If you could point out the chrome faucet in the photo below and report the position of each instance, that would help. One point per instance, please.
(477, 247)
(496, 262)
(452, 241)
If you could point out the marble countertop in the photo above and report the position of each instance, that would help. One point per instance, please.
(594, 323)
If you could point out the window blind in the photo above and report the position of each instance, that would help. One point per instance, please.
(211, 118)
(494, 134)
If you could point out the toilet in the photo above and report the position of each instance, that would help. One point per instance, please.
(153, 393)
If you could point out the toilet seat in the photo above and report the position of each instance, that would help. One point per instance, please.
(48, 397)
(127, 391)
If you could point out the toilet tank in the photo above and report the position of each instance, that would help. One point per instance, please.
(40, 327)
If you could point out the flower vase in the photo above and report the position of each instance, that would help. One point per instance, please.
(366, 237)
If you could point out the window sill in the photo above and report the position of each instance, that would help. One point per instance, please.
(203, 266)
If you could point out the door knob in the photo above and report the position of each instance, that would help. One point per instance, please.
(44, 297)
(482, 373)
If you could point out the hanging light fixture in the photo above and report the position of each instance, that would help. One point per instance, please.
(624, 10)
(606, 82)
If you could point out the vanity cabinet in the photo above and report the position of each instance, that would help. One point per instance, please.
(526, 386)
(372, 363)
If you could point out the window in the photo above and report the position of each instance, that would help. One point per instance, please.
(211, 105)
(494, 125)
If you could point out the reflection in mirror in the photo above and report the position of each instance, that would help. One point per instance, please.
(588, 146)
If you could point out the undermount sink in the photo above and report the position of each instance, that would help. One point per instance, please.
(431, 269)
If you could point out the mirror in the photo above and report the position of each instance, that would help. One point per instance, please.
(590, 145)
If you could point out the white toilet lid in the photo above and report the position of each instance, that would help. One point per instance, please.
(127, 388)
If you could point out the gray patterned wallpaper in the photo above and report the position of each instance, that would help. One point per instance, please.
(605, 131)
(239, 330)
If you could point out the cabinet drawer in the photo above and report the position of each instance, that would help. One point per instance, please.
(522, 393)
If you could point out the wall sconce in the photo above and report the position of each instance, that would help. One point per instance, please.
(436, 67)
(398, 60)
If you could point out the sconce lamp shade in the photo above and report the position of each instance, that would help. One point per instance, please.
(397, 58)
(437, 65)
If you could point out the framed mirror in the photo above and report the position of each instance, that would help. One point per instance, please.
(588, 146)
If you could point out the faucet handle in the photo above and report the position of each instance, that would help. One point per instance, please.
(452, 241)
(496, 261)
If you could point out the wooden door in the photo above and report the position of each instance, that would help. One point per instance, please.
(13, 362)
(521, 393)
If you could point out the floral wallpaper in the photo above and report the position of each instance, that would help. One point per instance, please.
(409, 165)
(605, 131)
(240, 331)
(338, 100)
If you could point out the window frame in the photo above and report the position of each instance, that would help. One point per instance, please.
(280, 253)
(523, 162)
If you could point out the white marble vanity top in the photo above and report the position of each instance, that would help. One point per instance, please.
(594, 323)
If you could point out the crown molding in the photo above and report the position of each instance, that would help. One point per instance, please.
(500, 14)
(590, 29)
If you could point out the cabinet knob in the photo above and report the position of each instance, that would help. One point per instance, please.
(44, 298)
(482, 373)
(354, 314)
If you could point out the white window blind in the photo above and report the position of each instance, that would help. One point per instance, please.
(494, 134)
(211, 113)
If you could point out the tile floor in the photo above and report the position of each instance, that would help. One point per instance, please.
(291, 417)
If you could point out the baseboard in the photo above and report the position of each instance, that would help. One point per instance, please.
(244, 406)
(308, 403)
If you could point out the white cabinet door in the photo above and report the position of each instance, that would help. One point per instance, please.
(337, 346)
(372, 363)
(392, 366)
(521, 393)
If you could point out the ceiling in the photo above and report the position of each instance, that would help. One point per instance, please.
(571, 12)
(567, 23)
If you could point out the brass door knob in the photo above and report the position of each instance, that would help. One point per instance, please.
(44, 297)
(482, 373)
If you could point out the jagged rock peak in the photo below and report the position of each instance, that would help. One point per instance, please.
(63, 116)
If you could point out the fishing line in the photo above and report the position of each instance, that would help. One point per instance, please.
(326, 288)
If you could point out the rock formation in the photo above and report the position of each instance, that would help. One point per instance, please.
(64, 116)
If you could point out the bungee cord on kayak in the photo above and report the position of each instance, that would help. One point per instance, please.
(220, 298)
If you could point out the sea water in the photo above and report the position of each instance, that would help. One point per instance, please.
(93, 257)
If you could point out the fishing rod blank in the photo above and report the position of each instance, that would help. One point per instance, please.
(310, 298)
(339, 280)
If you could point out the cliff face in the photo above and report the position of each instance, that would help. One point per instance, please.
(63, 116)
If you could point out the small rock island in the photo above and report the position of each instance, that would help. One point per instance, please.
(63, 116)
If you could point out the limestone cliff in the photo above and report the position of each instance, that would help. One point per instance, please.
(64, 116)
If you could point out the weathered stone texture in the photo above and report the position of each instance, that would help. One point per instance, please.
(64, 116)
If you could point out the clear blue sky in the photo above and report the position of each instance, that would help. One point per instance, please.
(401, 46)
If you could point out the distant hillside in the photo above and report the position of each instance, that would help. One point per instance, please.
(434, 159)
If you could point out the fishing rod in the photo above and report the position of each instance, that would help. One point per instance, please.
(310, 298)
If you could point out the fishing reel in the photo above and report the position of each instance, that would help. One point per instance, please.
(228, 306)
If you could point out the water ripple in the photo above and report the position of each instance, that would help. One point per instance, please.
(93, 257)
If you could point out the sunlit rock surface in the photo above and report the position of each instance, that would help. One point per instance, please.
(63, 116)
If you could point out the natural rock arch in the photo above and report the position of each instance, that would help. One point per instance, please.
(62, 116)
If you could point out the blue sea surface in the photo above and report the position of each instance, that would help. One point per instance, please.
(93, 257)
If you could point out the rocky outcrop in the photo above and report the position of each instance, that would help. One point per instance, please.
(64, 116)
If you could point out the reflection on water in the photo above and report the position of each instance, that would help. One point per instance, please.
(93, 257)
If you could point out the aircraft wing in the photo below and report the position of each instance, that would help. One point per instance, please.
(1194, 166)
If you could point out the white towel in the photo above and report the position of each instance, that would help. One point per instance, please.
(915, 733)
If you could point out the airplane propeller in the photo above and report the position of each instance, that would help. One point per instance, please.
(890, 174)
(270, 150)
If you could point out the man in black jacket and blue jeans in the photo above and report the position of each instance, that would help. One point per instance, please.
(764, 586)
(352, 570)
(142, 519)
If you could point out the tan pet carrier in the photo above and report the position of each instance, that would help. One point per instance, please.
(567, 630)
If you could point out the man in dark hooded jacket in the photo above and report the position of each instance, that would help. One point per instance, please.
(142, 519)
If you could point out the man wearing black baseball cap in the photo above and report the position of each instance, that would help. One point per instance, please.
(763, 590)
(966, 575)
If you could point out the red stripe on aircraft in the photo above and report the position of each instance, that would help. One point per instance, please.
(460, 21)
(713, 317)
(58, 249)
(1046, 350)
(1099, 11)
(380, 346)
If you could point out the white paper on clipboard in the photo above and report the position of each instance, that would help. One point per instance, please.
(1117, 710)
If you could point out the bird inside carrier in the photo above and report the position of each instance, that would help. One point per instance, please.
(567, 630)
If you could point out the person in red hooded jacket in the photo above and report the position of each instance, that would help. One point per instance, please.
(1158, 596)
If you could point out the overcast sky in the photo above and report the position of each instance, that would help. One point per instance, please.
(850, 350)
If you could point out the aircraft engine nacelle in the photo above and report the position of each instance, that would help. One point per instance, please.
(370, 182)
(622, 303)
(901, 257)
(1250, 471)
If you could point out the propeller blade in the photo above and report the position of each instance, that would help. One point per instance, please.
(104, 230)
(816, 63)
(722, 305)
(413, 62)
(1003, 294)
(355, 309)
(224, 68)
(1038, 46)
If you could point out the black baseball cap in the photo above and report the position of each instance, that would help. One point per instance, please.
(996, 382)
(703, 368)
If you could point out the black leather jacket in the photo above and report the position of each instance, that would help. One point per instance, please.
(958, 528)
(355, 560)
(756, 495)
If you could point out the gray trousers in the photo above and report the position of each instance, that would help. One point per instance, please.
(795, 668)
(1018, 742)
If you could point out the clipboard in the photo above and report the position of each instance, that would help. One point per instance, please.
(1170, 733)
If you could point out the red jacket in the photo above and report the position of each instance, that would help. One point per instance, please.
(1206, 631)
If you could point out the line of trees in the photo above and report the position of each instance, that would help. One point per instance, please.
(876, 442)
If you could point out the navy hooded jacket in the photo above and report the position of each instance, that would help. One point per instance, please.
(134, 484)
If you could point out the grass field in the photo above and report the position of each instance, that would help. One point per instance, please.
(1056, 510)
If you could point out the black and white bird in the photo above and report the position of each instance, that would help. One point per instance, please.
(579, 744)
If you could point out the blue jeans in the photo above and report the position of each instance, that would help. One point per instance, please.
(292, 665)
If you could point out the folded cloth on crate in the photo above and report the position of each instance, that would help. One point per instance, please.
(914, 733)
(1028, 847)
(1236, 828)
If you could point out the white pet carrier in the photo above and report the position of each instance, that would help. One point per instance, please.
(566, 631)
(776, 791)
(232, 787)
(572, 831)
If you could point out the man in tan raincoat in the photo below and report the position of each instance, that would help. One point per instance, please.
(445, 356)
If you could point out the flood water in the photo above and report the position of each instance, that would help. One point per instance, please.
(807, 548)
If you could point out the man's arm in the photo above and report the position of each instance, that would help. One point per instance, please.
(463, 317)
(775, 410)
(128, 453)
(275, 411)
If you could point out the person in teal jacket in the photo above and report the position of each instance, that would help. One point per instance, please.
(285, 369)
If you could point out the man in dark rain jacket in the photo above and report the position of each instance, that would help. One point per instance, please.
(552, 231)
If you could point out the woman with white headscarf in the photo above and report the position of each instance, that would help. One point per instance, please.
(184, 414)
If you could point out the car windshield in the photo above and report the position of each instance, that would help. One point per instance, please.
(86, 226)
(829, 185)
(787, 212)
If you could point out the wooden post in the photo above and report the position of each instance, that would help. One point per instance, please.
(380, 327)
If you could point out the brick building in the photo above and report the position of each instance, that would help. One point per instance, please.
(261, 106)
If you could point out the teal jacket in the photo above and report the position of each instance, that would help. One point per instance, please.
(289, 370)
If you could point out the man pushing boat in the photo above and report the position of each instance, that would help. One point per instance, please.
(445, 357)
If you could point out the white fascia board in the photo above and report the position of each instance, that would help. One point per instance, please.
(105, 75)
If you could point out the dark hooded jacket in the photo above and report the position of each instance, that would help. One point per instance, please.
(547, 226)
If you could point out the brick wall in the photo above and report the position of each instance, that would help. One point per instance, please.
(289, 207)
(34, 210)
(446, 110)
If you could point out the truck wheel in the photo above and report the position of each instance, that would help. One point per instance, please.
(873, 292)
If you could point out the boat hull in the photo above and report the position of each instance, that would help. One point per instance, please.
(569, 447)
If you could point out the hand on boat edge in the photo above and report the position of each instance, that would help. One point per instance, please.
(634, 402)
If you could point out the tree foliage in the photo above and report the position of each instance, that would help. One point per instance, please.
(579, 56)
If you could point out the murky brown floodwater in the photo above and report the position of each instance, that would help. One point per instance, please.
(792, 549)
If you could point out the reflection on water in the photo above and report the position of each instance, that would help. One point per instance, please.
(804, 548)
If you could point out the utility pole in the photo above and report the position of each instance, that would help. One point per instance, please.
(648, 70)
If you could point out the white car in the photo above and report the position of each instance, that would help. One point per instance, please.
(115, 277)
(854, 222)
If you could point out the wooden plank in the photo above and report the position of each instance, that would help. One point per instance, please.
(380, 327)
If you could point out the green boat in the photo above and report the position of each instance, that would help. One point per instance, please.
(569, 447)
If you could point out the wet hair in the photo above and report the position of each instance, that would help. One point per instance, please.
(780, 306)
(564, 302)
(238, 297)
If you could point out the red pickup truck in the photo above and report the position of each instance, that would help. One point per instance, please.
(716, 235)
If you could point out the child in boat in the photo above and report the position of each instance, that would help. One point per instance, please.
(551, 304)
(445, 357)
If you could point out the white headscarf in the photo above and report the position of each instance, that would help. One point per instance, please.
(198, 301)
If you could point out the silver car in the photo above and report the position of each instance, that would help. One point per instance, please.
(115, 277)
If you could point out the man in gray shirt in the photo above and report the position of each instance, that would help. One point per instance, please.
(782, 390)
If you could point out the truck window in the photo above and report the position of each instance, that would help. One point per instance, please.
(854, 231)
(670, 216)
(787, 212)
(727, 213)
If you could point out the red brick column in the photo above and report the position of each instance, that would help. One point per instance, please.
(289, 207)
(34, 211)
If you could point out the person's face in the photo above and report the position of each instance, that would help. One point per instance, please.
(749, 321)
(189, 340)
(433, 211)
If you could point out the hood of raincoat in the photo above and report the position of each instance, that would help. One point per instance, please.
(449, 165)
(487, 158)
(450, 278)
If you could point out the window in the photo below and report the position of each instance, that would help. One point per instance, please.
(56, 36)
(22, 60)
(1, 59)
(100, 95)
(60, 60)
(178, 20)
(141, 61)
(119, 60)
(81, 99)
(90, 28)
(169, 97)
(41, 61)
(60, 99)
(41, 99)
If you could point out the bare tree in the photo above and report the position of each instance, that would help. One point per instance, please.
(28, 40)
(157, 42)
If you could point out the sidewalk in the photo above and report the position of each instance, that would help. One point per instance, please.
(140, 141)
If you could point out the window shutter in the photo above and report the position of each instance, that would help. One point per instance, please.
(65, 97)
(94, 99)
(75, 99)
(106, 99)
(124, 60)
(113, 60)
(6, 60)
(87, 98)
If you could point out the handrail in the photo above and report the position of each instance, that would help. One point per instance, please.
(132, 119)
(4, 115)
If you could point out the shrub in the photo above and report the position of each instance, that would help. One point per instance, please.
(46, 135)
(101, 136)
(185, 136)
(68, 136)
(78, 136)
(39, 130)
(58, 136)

▶ **EXERCISE DIRECTIONS**
From the line with "If you could point out the window in the photo below" to the last line of the material, give every line again exactly, and only those lines.

▶ **RESULT**
If you could point out the window in the photo below and report the position of each instance, that would help. One point per instance, please.
(56, 36)
(22, 60)
(1, 59)
(100, 95)
(60, 60)
(178, 20)
(141, 61)
(119, 60)
(81, 99)
(90, 28)
(169, 97)
(41, 61)
(60, 99)
(41, 99)
If you could point out the bare tree in the photo above and report the position of each instance, that would help. One point per instance, please.
(28, 40)
(157, 42)
If you could point out the sidewalk in the photo above and report the position of each instance, that would help. One point per instance, please.
(140, 141)
If you could point out the window shutter in the photo above and report the position of each instance, that would help. One point per instance, please.
(65, 97)
(94, 99)
(75, 99)
(106, 99)
(124, 60)
(113, 60)
(6, 60)
(87, 98)
If you could point out the handrail in the photo above and report the position of each instance, that would help. One point per instance, please.
(132, 119)
(4, 115)
If you could point out the shrub in the photo above and report the position of each instance, that would help. One point per instance, please.
(46, 135)
(101, 136)
(185, 136)
(68, 136)
(78, 136)
(39, 130)
(58, 136)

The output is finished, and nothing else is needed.